#### TEXT PROVIDED:
====
2101 - Parametric Response Mapping to Predict Pulmonary Toxicity from Thoracic Radiation

S. R. Miller¹, K. Suresh¹, D. Polan¹, C. Hadley¹, K. A. Vineberg², C. Lockhart², C. Amadi³, D. ODwyer⁴, W. Labaki⁴, C. Galban³, S. G. Allen¹, M. M. Matuszak¹, S. Jolly¹, and C. Matrosic¹; ¹Department of Radiation Oncology, University of Michigan, Ann Arbor, MI, ²University of Michigan, Ann Arbor, MI, ³Department of Radiology, University of Michigan, Ann Arbor, MI, ⁴Division of Pulmonary & Critical Care Medicine, Department of Internal Medicine, University of Michigan, Ann Arbor, MI

Purpose/Objective(s): Radiation to treat thoracic malignancies is efficacious but limited by pulmonary toxicity. Parametric Response Mapping (PRM) is an analytic algorithm utilizing parametric response mapping accounting for voxel-level changes between inspiratory and expiratory CT scans to characterize lung structure. We hypothesized PRM can identify patients at increased risk for pulmonary toxicity from radiation. Materials/

Methods: From 3/2022 – 5/2023 patients undergoing thoracic radiation received paired inspiratory and expiratory CT scans at time of simulation at treating physician discretion. CT PRM categorized lung tissue into Normal, Functional Low Density (FLD), Persistent Low Density (PLD), and Inspiration High Density (IHD). For each patient, dose distributions were deformably registered to the expiratory CT to calculate dosimetric parameters in equivalent dose in 2Gy fractions (EQD2). Patients were classified with total lung elevated FLD, PLD, and IHD using pre-determined cutoffs. Toxicity and survival outcomes were obtained via chart review. The primary endpoint was grade =2 radiation induced lung toxicity (RILT) using CTCAE v5.0. Multivariable logistic regression models were fit to examine the association between baseline lung classification and RILT. Bivariate association between toxicity and volume of each classification receiving various dose levels and percentage of each PRM classification within various isodose lines (IDLs) was assessed via the Wilcoxon rank sum test. Receiver operator curve (ROC) analyses were performed on each metric and optimal cutoffs for predicting RILT were selected based on Youden’s index.
====
#### TASKS TO PERFORM:
**1)** In the pulmonary toxicity abstract, why were each patient's dose distributions deformably registered to the expiratory CT? Answer in one to three sentences.
**2)** According to the pulmonary toxicity abstract, which grading system was used for the primary endpoint of radiation induced lung toxicity?
**3)** Please continue the pulmonary toxicity abstract from the point where it stops.

#### SOURCE DATA:
====
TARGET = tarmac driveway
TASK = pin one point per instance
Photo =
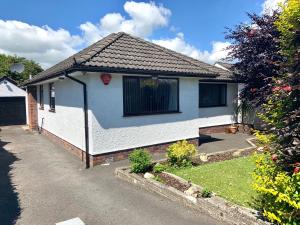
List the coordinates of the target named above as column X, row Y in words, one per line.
column 40, row 183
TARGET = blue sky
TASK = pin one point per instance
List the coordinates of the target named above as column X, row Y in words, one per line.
column 48, row 31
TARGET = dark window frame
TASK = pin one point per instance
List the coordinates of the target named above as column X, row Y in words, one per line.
column 41, row 96
column 215, row 105
column 51, row 99
column 126, row 114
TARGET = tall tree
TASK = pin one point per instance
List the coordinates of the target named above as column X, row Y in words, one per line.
column 256, row 50
column 31, row 67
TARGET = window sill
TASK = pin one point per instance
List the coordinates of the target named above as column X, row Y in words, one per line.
column 215, row 106
column 152, row 114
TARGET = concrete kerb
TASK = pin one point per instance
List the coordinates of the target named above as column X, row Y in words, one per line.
column 215, row 206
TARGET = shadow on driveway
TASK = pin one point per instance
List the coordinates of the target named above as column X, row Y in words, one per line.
column 9, row 202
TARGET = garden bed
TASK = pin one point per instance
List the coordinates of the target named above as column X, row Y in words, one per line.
column 193, row 195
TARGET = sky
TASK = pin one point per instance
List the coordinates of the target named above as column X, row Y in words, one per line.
column 49, row 31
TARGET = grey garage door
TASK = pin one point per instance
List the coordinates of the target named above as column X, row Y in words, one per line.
column 12, row 111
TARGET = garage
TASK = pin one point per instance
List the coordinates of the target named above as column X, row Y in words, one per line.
column 12, row 103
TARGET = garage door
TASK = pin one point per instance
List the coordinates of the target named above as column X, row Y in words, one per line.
column 12, row 111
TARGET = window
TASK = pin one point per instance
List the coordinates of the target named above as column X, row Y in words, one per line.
column 212, row 95
column 41, row 97
column 52, row 97
column 144, row 95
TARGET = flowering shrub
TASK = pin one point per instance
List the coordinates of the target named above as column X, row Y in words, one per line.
column 140, row 161
column 279, row 192
column 180, row 153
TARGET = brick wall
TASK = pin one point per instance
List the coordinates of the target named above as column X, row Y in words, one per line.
column 32, row 107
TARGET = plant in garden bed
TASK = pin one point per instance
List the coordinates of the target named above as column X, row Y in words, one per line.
column 206, row 193
column 140, row 161
column 279, row 193
column 180, row 153
column 158, row 168
column 272, row 77
column 230, row 179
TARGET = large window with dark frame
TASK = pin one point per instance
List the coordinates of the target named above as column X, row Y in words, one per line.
column 212, row 95
column 146, row 95
column 41, row 97
column 52, row 97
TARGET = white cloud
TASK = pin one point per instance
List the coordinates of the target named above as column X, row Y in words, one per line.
column 144, row 18
column 178, row 44
column 270, row 5
column 48, row 46
column 42, row 44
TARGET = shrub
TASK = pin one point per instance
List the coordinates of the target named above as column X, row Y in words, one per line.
column 180, row 153
column 140, row 161
column 263, row 139
column 206, row 193
column 158, row 168
column 278, row 192
column 159, row 179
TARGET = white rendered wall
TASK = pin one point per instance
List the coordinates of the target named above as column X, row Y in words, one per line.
column 8, row 89
column 111, row 131
column 67, row 122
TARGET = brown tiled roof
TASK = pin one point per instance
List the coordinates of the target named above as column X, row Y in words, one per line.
column 228, row 66
column 121, row 52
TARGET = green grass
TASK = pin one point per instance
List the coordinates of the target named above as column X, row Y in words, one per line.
column 230, row 179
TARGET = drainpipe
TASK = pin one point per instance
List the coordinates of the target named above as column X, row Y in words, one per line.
column 86, row 125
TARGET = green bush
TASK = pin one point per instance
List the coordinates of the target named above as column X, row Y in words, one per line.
column 206, row 193
column 180, row 153
column 158, row 168
column 278, row 191
column 140, row 161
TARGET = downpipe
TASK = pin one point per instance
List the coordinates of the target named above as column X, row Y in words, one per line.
column 86, row 126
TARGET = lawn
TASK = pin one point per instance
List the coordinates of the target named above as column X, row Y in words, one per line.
column 230, row 179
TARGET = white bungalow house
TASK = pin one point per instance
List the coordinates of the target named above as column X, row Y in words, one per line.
column 12, row 103
column 123, row 93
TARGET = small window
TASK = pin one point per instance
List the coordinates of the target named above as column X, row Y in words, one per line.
column 144, row 95
column 41, row 97
column 52, row 97
column 212, row 95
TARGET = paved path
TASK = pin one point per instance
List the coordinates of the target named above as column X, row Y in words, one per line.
column 223, row 142
column 41, row 184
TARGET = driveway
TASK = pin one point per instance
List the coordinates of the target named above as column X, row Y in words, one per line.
column 40, row 183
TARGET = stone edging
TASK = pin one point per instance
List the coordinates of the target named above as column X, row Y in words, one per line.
column 215, row 206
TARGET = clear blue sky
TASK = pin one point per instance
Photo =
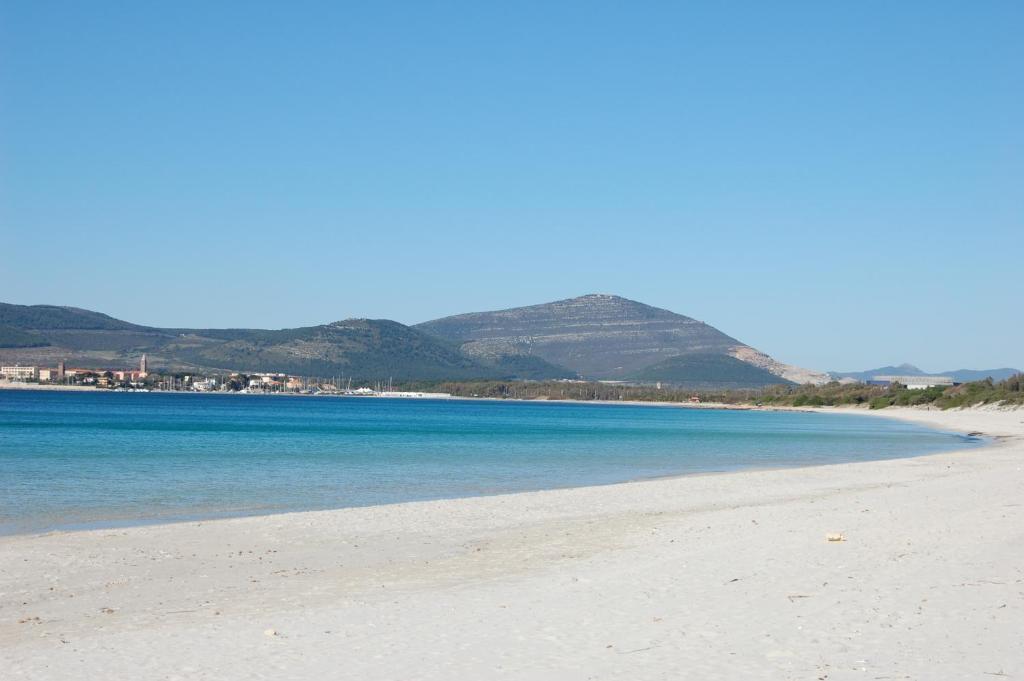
====
#### YOUR RESPONSES:
**1)** The dose distributions were registered to the expiratory CT so that dosimetric parameters could be calculated for each patient in equivalent dose in 2Gy fractions (EQD2).

**2)** CTCAE v5.0.

**3)**
Results: 98 patients were treated with 8.9 months median follow-up for toxicity with no baseline differences in stage, smoking status, lung disease diagnosis, or receipt of immunotherapy between patients with and without RILT (p=0.2). Most patients (61%) received SBRT (median, 50Gy/5Fx) with the remainder receiving conventional or hypofractionated radiation. 22 patients experienced grade =2 RILT. In multivariable analysis, adjusted for other baseline PRM categorizations, continuous increases in FLD, IHD, and PLD were not significantly associated with RILT; however elevated baseline IHD (OR 4.15, 95% CI 1.44-13.4, p=0.01) and PLD (OR 3.65, 95% CI 1.14-12.3, p=0.03) were. Optimal dosimetric (EQD2) cutoffs predicting RILT were %IHD of 5Gy IDL and 10Gy IDL >15%, 13Gy IDL >16% and 20Gy IDL >18%. In patients receiving SBRT, %IHD of 13Gy, 20Gy, 25Gy and 30Gy IDLs >15-18% were optimal and in patients treated with conventional fractionation IHD V5Gy > 42%, V13Gy > 25%, and V20Gy >18% were optimal to predict RILT.
Conclusion: PRM identified baseline elevated PLD and IHD as associated with increased risk of RILT as well as increased percentage of IHD in high dose regions, suggesting dose to dysfunctional lung may also drive adverse events.